### Requirement
The records that follow must be repeated exactly, line by line.

Given data below:

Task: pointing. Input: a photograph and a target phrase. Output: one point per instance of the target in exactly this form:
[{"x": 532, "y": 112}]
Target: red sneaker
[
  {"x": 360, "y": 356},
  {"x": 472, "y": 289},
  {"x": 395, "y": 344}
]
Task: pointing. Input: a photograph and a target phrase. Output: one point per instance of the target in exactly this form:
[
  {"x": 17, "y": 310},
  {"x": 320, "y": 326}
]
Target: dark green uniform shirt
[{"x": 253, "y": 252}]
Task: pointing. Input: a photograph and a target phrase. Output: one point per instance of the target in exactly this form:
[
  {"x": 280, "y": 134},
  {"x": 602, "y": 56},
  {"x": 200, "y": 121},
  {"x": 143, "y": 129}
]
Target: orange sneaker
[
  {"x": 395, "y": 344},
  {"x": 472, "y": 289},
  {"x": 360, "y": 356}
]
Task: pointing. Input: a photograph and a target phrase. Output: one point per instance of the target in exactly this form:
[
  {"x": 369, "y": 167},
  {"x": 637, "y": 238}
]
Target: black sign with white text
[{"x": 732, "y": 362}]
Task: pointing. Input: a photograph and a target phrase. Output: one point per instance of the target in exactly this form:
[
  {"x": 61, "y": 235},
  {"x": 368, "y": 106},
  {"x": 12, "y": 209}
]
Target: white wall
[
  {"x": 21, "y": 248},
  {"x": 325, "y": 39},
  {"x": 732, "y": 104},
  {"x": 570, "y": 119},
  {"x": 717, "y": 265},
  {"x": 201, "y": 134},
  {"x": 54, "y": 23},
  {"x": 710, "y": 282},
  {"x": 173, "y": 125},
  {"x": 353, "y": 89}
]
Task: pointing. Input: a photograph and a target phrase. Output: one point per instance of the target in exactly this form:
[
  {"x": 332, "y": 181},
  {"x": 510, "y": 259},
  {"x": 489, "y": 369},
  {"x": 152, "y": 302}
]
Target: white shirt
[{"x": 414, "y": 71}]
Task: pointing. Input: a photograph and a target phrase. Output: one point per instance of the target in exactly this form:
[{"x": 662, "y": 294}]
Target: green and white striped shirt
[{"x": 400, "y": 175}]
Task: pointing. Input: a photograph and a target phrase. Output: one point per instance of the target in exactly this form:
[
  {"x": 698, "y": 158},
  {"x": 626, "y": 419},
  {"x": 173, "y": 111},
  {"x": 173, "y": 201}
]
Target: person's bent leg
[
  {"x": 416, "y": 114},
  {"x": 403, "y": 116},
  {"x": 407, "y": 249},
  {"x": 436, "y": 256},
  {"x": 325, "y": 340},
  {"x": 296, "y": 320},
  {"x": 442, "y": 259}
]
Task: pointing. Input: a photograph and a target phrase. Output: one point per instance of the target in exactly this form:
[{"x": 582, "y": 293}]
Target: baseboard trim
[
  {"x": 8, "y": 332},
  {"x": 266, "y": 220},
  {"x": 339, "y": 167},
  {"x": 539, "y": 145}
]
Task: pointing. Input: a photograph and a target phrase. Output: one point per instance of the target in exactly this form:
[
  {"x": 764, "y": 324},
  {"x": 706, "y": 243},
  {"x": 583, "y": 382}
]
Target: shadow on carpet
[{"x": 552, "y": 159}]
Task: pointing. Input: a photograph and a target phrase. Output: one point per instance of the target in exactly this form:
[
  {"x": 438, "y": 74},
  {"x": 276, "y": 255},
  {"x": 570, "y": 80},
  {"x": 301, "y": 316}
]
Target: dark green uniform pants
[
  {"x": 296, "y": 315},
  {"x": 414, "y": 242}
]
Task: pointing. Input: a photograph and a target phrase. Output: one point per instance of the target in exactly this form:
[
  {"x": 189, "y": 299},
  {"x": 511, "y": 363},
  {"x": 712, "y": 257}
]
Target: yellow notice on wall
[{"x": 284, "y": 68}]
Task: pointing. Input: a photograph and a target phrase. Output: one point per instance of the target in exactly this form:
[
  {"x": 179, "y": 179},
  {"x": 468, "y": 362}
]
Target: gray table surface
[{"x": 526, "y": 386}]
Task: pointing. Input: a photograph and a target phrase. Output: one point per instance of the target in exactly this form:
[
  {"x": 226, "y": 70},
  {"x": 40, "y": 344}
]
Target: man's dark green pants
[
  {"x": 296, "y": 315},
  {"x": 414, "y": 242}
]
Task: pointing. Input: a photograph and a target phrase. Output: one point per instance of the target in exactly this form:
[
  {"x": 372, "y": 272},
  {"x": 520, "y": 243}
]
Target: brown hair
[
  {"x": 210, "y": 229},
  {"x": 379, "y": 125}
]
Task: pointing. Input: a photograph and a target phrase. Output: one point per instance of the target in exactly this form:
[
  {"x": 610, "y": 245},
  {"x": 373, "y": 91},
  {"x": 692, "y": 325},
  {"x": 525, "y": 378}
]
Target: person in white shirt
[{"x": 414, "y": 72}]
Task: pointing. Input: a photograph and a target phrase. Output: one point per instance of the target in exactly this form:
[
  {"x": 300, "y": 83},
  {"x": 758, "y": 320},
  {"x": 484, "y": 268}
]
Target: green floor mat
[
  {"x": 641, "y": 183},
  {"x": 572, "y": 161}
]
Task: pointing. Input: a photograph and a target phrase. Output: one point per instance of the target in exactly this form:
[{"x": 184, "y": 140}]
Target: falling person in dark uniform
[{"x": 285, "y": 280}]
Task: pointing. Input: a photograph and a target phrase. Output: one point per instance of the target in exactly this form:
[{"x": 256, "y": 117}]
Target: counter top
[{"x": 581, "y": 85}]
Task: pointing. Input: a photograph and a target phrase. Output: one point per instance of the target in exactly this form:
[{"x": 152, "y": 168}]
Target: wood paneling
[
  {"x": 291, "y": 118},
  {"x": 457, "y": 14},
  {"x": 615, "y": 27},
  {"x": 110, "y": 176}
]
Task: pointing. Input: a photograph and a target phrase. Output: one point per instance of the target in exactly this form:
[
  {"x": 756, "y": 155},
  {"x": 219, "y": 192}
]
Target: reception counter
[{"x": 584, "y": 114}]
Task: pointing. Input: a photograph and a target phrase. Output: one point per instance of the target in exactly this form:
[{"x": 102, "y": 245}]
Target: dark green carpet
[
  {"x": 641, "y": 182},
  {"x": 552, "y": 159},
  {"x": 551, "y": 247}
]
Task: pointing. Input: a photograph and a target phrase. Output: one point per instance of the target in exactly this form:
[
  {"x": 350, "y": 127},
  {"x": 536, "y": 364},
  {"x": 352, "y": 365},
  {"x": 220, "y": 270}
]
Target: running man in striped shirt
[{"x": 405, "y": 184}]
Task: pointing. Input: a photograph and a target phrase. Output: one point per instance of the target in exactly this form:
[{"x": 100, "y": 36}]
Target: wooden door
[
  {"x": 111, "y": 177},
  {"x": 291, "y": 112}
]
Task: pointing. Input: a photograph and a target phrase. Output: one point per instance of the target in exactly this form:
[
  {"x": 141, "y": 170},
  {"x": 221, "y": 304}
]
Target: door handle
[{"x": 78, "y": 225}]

End of Given data.

### Output of the exercise
Task: pointing. Input: a photograph and a target phrase. Output: one point per instance of the target in exactly this form:
[{"x": 532, "y": 112}]
Target: red sneaker
[
  {"x": 360, "y": 356},
  {"x": 472, "y": 289},
  {"x": 395, "y": 344}
]
Task: pointing. Input: a photograph and a target phrase. Output: one point per instance of the target in exactly this form:
[
  {"x": 17, "y": 310},
  {"x": 320, "y": 326}
]
Target: dark green uniform shirt
[{"x": 253, "y": 252}]
Task: pointing. Input: a photograph and a target phrase. Output: one point per instance of the target in exactly this form:
[
  {"x": 280, "y": 134},
  {"x": 602, "y": 56},
  {"x": 200, "y": 121},
  {"x": 143, "y": 129}
]
Target: orange sneaker
[
  {"x": 395, "y": 344},
  {"x": 472, "y": 289},
  {"x": 360, "y": 356}
]
Task: pointing. Input: a photograph and a target phrase. Output: one point per instance of the target in exactly this form:
[
  {"x": 369, "y": 167},
  {"x": 637, "y": 238}
]
Target: black sign with white text
[{"x": 732, "y": 362}]
Task: pointing. Input: a photograph and a target phrase. Output: one point per instance of the target in exactly this form:
[
  {"x": 61, "y": 235},
  {"x": 368, "y": 106},
  {"x": 12, "y": 209}
]
Target: white wall
[
  {"x": 21, "y": 248},
  {"x": 325, "y": 39},
  {"x": 732, "y": 104},
  {"x": 570, "y": 119},
  {"x": 717, "y": 265},
  {"x": 201, "y": 134},
  {"x": 54, "y": 23},
  {"x": 710, "y": 282},
  {"x": 173, "y": 125},
  {"x": 353, "y": 89}
]
Task: pointing. Input: a photograph and a target phrase. Output: one point per instance of the target in exactly this form:
[
  {"x": 332, "y": 181},
  {"x": 510, "y": 259},
  {"x": 489, "y": 369},
  {"x": 152, "y": 302}
]
Target: white shirt
[{"x": 414, "y": 71}]
Task: pointing. Input: a photograph and a target phrase. Output: one point per instance of the target in exactly this form:
[{"x": 662, "y": 294}]
Target: green and white striped shirt
[{"x": 400, "y": 175}]
Task: pointing. Input: a photograph and a target phrase. Output: one point per instance of the target in exactly this form:
[
  {"x": 698, "y": 158},
  {"x": 626, "y": 419},
  {"x": 173, "y": 111},
  {"x": 173, "y": 201}
]
Target: person's bent leg
[
  {"x": 416, "y": 114},
  {"x": 403, "y": 116},
  {"x": 407, "y": 249},
  {"x": 436, "y": 256},
  {"x": 325, "y": 340},
  {"x": 296, "y": 320},
  {"x": 442, "y": 259}
]
Task: pointing. Input: a photograph and a target phrase. Output: one point per instance of the target in exactly this form:
[{"x": 582, "y": 293}]
Target: baseboard trim
[
  {"x": 8, "y": 332},
  {"x": 266, "y": 220},
  {"x": 339, "y": 167},
  {"x": 539, "y": 145}
]
Task: pointing. Input: a photograph and a target phrase. Output: one point per instance of the target in exactly this form:
[
  {"x": 764, "y": 324},
  {"x": 706, "y": 243},
  {"x": 583, "y": 382}
]
Target: shadow on carpet
[{"x": 552, "y": 159}]
Task: pointing. Input: a photograph and a target phrase. Output: one point per instance of the target in exactly this form:
[
  {"x": 438, "y": 74},
  {"x": 276, "y": 255},
  {"x": 570, "y": 80},
  {"x": 301, "y": 316}
]
Target: dark green uniform pants
[
  {"x": 296, "y": 315},
  {"x": 414, "y": 242}
]
Task: pointing. Input: a photograph and a target phrase. Output: one point per instance of the target in exactly this form:
[
  {"x": 189, "y": 299},
  {"x": 511, "y": 363},
  {"x": 712, "y": 257}
]
Target: yellow notice on wall
[{"x": 284, "y": 68}]
Task: pointing. Input: a photograph and a target phrase. Output: one point per instance of the target in exactly this form:
[
  {"x": 179, "y": 179},
  {"x": 468, "y": 362}
]
Target: gray table surface
[{"x": 526, "y": 386}]
Task: pointing. Input: a photograph and a target phrase. Output: one point per instance of the target in exactly this form:
[
  {"x": 226, "y": 70},
  {"x": 40, "y": 344}
]
Target: man's dark green pants
[
  {"x": 296, "y": 315},
  {"x": 414, "y": 242}
]
Task: pointing. Input: a photograph and a target phrase. Output: one point per instance of the target in exactly this form:
[
  {"x": 372, "y": 272},
  {"x": 520, "y": 243}
]
Target: brown hair
[
  {"x": 210, "y": 229},
  {"x": 379, "y": 125}
]
Task: pointing. Input: a photograph and a target phrase. Output: one point per instance of the target in exactly this form:
[
  {"x": 610, "y": 245},
  {"x": 373, "y": 91},
  {"x": 692, "y": 325},
  {"x": 525, "y": 378}
]
Target: person in white shirt
[{"x": 414, "y": 72}]
Task: pointing. Input: a photograph and a target phrase. Output: one point per instance of the target in exactly this form:
[
  {"x": 300, "y": 83},
  {"x": 758, "y": 320},
  {"x": 484, "y": 268}
]
Target: green floor mat
[
  {"x": 641, "y": 183},
  {"x": 572, "y": 161}
]
Task: pointing. Input: a photograph and a target phrase. Output: one point per instance of the target in exactly this form:
[{"x": 184, "y": 140}]
Target: falling person in dark uniform
[{"x": 285, "y": 280}]
Task: pointing. Input: a photograph and a target phrase. Output: one point per instance of the target in exactly this form:
[{"x": 256, "y": 117}]
Target: counter top
[{"x": 581, "y": 85}]
Task: pointing. Input: a photograph and a target phrase. Output: one point per instance of the target in exactly this form:
[{"x": 152, "y": 168}]
Target: wood paneling
[
  {"x": 291, "y": 118},
  {"x": 457, "y": 14},
  {"x": 615, "y": 27},
  {"x": 110, "y": 176}
]
Task: pointing. Input: a photograph and a target phrase. Output: one point per instance of the target in exactly this form:
[
  {"x": 756, "y": 155},
  {"x": 219, "y": 192}
]
Target: reception counter
[{"x": 584, "y": 114}]
Task: pointing. Input: a photograph and a target phrase. Output: one point per instance of the target in exactly this form:
[{"x": 102, "y": 245}]
Target: dark green carpet
[
  {"x": 641, "y": 182},
  {"x": 552, "y": 159},
  {"x": 551, "y": 247}
]
Task: pointing. Input: a photograph and a target phrase. Output: one point per instance of the target in exactly this form:
[
  {"x": 350, "y": 127},
  {"x": 536, "y": 364},
  {"x": 352, "y": 365},
  {"x": 220, "y": 270}
]
Target: running man in striped shirt
[{"x": 405, "y": 184}]
Task: pointing. Input: a photograph and a target phrase. Output: one point per instance of the target in exactly this form:
[{"x": 100, "y": 36}]
Target: wooden door
[
  {"x": 111, "y": 177},
  {"x": 291, "y": 112}
]
Task: pointing. Input: a photograph and a target phrase. Output: one point per instance of the target in exactly this form:
[
  {"x": 141, "y": 170},
  {"x": 221, "y": 304}
]
Target: door handle
[{"x": 78, "y": 225}]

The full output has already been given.